RECORDS TO PROCESS.
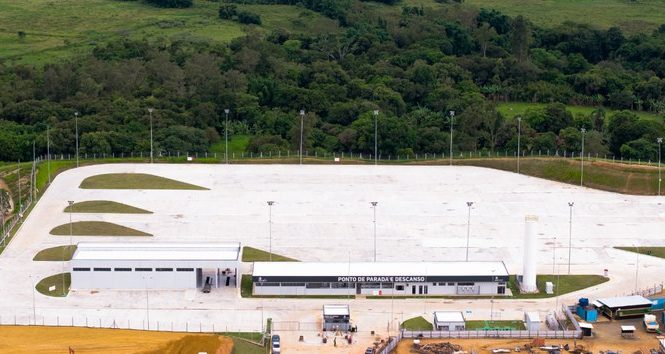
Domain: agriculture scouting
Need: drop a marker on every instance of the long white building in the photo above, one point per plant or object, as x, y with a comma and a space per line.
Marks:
155, 265
380, 278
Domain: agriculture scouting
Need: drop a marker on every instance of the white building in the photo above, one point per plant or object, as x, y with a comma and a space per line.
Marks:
449, 321
154, 265
380, 278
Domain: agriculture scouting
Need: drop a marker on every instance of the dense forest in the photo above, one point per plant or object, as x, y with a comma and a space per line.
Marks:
413, 69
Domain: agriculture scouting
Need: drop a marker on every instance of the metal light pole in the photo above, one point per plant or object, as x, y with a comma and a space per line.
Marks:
660, 141
151, 154
452, 118
374, 221
76, 124
376, 123
583, 130
570, 234
302, 120
519, 141
226, 136
468, 230
270, 203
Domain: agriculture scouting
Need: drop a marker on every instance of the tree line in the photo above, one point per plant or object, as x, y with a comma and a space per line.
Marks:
414, 68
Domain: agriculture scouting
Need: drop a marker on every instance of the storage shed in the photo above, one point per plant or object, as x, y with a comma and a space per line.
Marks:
449, 321
532, 321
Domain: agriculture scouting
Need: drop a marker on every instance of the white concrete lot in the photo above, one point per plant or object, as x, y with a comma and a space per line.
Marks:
323, 213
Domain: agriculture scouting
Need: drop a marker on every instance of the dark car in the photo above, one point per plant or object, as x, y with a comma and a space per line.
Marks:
208, 285
276, 344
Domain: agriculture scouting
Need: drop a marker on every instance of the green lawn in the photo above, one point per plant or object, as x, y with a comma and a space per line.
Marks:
649, 251
251, 254
511, 110
57, 281
95, 228
104, 206
566, 284
134, 181
417, 324
486, 325
60, 253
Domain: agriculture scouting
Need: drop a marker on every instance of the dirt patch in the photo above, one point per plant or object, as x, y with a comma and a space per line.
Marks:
57, 340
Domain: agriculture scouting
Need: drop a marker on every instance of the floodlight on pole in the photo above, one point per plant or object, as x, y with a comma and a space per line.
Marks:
226, 136
570, 234
519, 140
583, 130
452, 118
468, 229
270, 203
660, 142
76, 127
302, 124
374, 221
376, 123
151, 154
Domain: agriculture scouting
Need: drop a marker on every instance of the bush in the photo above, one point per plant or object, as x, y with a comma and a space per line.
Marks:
247, 17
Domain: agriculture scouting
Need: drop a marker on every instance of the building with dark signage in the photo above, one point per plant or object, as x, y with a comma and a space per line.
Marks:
380, 278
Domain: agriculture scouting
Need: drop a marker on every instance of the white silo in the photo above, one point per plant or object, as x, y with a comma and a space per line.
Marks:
530, 254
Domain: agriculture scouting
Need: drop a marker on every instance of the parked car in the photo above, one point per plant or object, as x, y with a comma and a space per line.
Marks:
276, 344
208, 285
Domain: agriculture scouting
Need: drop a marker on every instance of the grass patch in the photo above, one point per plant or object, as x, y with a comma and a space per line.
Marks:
251, 254
134, 181
96, 228
57, 281
417, 324
60, 253
567, 284
495, 325
648, 251
104, 206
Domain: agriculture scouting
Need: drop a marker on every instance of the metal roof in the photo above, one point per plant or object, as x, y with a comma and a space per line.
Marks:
90, 251
378, 269
625, 301
448, 316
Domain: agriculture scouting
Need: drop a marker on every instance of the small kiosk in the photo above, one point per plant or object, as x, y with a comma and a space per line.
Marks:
336, 318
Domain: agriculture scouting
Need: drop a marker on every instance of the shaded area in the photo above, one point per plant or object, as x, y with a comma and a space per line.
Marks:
566, 284
96, 228
417, 324
134, 181
104, 206
55, 285
60, 253
251, 254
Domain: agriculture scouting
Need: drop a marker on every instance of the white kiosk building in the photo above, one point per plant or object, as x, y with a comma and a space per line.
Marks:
154, 265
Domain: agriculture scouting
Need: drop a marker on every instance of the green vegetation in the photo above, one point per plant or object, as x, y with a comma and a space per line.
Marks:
603, 175
251, 254
417, 324
649, 251
566, 284
491, 325
104, 206
55, 281
134, 181
96, 228
53, 254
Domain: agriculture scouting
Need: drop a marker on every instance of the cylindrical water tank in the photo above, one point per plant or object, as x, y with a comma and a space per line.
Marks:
530, 254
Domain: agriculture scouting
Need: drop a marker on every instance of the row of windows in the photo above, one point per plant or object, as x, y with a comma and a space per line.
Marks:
76, 269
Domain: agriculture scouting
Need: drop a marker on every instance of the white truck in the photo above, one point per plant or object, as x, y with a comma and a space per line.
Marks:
650, 323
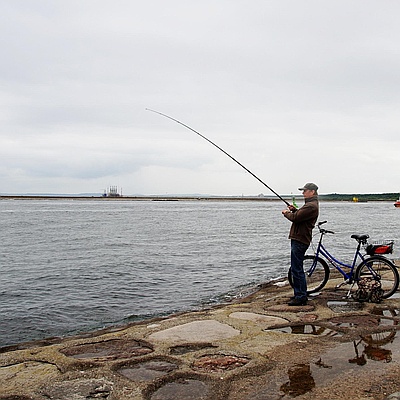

ABOUT THIS TASK.
In the entries above, tally the lines that hold the string "pole" and give only the count.

TASK OUTPUT.
2